Мне не хватает шпаны, когда напоминают о Дне детей. Сегодня они без законов улицы. И милиция зажигала. А расстрелянный мною теперь стал большим человеком. Возможно, потому, что отомстил мне 30 лет назад.
В местах, откуда я родом, характеры рождались на улице. Если ты из Гавани, значит, «мотаешься». То есть один из тех, кто дерется за свою территорию. Или иди играй на пианино.
На меня, 11-летнего, большое впечатление произвела затрещина первого по детям на Васильевском – инспектора по несовершеннолетним Дьякова. До сих пор помню – Вячеслава Михайловича.
– Гавань вас боится. А бояться она должна только меня, – гаркнул он, когда я отлетел в угол его кабинета.
Мысли пожаловаться не было.
Очевидно, так меня торкнуло, что после универа я сбежал в уголовный розыск. Судьба ухмыльнулась и назначила меня опером по малолеткам. Я, конечно, эту тему знал, но с другой стороны.

Исходные материалы →
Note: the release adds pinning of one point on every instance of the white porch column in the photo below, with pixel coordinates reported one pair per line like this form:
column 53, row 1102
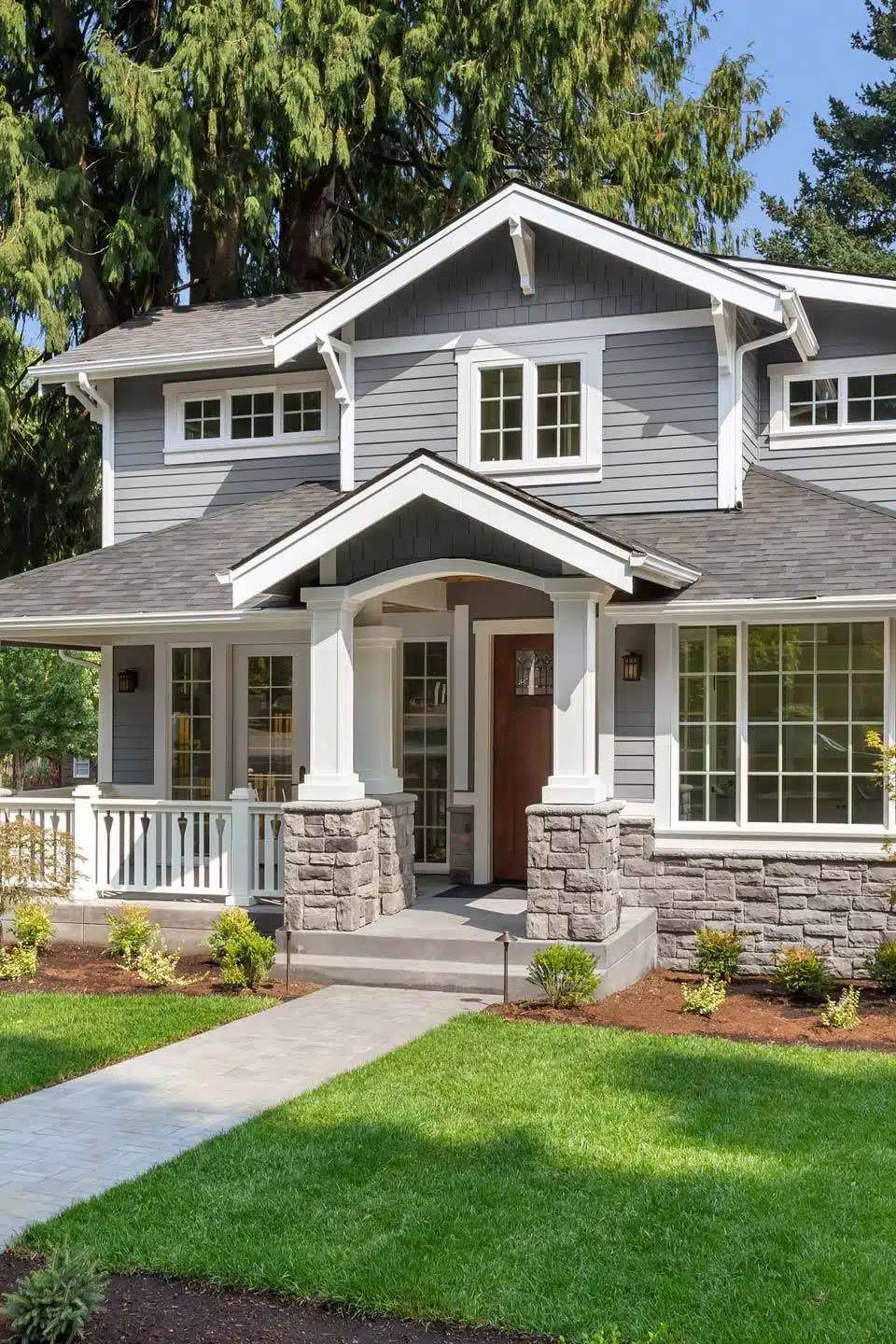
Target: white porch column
column 375, row 680
column 575, row 778
column 330, row 776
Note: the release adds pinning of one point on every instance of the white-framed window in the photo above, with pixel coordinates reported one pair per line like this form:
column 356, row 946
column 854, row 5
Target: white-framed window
column 774, row 722
column 232, row 418
column 831, row 402
column 531, row 410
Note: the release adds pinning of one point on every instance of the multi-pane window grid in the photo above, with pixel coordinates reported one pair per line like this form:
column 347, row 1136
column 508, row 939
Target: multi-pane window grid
column 708, row 723
column 501, row 414
column 202, row 418
column 302, row 412
column 813, row 695
column 251, row 415
column 271, row 727
column 425, row 744
column 191, row 723
column 559, row 418
column 855, row 399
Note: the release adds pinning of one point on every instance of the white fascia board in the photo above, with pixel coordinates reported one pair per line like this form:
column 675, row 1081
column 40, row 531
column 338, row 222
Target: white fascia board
column 703, row 273
column 51, row 372
column 471, row 497
column 837, row 287
column 840, row 607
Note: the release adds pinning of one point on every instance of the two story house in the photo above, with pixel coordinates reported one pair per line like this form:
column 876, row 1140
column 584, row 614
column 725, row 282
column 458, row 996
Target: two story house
column 548, row 553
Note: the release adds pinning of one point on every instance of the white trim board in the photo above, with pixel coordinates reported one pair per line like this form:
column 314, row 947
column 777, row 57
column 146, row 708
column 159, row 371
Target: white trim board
column 538, row 210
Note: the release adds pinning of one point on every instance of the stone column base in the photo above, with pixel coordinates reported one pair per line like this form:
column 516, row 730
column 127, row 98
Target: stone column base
column 574, row 871
column 398, row 885
column 345, row 863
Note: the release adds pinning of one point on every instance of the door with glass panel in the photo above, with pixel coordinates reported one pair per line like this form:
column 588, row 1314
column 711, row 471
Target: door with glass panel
column 268, row 729
column 425, row 733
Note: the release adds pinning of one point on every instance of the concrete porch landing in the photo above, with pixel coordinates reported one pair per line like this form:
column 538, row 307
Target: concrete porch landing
column 449, row 943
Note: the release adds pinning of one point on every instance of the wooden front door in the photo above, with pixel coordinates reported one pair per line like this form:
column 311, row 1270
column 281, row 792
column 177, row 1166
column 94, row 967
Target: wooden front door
column 523, row 738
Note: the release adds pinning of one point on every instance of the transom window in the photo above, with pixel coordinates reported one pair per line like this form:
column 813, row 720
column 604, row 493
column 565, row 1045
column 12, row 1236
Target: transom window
column 226, row 418
column 812, row 696
column 251, row 415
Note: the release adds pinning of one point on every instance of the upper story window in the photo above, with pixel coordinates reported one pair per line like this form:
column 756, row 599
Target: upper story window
column 832, row 400
column 531, row 412
column 230, row 418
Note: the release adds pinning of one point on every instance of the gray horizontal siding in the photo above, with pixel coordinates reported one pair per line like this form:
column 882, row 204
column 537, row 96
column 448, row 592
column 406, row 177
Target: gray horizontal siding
column 660, row 427
column 150, row 495
column 865, row 472
column 132, row 717
column 403, row 402
column 481, row 287
column 635, row 718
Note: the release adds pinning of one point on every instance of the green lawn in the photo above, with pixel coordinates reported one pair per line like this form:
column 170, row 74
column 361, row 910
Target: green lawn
column 46, row 1038
column 555, row 1179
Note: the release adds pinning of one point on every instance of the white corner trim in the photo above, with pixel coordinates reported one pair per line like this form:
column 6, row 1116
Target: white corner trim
column 692, row 269
column 461, row 698
column 468, row 495
column 523, row 240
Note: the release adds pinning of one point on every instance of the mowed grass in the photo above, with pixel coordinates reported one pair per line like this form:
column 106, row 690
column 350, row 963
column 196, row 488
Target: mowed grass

Задача →
Выпишите из текста о детстве в Гавани фрагмент от «В местах, откуда» до «угол его кабинета.».

Письменный ответ →
В местах, откуда я родом, характеры рождались на улице. Если ты из Гавани, значит, «мотаешься». То есть один из тех, кто дерется за свою территорию. Или иди играй на пианино.
На меня, 11-летнего, большое впечатление произвела затрещина первого по детям на Васильевском – инспектора по несовершеннолетним Дьякова. До сих пор помню – Вячеслава Михайловича.
– Гавань вас боится. А бояться она должна только меня, – гаркнул он, когда я отлетел в угол его кабинета.